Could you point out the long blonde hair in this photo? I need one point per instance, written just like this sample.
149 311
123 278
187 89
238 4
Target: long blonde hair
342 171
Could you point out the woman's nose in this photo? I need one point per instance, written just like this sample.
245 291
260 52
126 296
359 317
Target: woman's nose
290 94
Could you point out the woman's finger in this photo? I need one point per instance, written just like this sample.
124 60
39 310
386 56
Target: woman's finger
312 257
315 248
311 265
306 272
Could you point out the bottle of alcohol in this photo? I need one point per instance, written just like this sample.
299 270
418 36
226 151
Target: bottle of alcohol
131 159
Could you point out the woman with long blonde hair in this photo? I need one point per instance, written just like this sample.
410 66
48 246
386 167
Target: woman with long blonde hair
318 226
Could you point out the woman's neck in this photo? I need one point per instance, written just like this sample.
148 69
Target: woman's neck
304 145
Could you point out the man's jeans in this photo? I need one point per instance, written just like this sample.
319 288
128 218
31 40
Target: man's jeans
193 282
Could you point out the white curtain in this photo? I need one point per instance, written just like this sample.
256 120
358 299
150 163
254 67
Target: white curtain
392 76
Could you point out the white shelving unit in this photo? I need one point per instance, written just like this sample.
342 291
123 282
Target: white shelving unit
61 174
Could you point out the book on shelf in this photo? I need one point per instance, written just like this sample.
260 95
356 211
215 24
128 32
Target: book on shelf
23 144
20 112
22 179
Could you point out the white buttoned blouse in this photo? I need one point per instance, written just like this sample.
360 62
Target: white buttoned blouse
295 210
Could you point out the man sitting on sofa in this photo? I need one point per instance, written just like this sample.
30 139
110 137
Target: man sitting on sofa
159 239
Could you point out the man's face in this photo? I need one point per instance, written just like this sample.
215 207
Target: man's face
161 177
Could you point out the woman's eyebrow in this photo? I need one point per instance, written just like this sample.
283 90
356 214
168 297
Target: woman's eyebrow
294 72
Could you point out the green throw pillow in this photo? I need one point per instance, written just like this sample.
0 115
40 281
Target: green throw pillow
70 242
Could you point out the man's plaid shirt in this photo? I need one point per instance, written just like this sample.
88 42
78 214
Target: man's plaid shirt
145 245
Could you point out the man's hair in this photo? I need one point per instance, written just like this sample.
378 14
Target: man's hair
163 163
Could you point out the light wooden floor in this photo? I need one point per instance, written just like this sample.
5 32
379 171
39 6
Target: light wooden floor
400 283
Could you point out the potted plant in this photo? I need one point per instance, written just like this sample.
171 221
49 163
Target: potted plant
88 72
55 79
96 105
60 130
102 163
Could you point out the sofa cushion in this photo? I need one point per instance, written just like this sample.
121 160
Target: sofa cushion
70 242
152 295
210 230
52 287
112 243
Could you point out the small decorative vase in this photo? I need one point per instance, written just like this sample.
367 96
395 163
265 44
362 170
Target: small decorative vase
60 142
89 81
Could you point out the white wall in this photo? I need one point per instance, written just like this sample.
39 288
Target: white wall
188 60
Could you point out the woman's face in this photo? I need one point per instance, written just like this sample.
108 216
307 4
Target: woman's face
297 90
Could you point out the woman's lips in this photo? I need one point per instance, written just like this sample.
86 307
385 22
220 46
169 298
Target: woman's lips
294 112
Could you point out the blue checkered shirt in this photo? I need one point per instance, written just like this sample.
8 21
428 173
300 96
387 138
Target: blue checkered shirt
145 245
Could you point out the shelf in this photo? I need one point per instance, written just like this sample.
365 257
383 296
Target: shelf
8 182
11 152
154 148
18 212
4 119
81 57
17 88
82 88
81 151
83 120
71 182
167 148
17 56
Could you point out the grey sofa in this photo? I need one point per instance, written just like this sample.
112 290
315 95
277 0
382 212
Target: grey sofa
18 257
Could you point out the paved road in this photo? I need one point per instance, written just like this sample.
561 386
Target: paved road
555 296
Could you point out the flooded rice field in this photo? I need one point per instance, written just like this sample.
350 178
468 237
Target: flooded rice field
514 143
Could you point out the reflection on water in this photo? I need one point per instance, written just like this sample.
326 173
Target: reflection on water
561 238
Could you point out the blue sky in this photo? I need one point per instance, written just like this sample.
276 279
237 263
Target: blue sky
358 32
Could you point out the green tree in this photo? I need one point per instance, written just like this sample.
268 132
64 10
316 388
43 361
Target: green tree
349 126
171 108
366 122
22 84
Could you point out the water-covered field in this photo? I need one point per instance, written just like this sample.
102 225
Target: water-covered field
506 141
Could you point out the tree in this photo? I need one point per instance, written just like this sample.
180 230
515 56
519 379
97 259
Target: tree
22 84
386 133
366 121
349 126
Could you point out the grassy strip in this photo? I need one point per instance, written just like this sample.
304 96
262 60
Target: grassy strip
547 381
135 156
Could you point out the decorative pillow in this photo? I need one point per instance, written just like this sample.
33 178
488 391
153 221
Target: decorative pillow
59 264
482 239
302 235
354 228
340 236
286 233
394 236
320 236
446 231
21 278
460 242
--
PROBLEM TO WORK ON:
Everything from the line with "Could you point out the shelf" through the last line of the material above should be echoed exactly, and nothing else.

RESULT OF THE EXERCISE:
Could you point out the shelf in this photo? I need one point per instance, written just like this sample.
365 257
383 296
Target: shelf
8 182
11 152
154 148
18 212
4 119
81 57
17 88
82 88
81 151
83 120
71 182
167 148
17 56
Could you point out the grey sofa in this photo? I need one point per instance, written just like this sample.
112 290
315 95
277 0
382 212
Target: grey sofa
18 257
Could you point out the paved road in this photo? I need one point per instance, written just like this sample.
561 386
Target: paved road
555 296
Could you point out the flooded rice field in this photo? I need one point per instance, written just like this sample.
350 178
468 237
Target: flooded rice field
514 143
Could you point out the reflection on water in this photo? I need one point per instance, written just like this sample.
326 173
Target: reflection on water
561 238
Could you point out the blue sky in this photo? I need one point per instance, written just like this sample.
276 279
237 263
Target: blue sky
358 32
Could you point out the green tree in this photo? I need one point per instance, written just like this sample.
268 132
64 10
316 388
43 361
Target: green tree
349 126
171 108
366 122
22 84
Could you point out the water-covered field in this photo? I need one point per instance, written just like this sample.
102 225
Target: water-covered field
506 141
Could you point out the tree in this photo? I need one point per instance, written just like this sample.
180 230
515 56
519 379
97 259
Target: tree
22 84
386 133
366 121
349 126
Could you point out the grassy strip in this photo? I need one point per instance, written just like this sample.
304 96
262 60
Target: grassy strip
547 381
135 156
Could you point out the decorative pillow in this photo? I need one point per instance, written just like this sample.
33 178
488 391
153 221
Target: decorative pillow
59 264
482 239
302 235
354 228
340 236
286 233
394 236
320 236
446 231
21 278
460 242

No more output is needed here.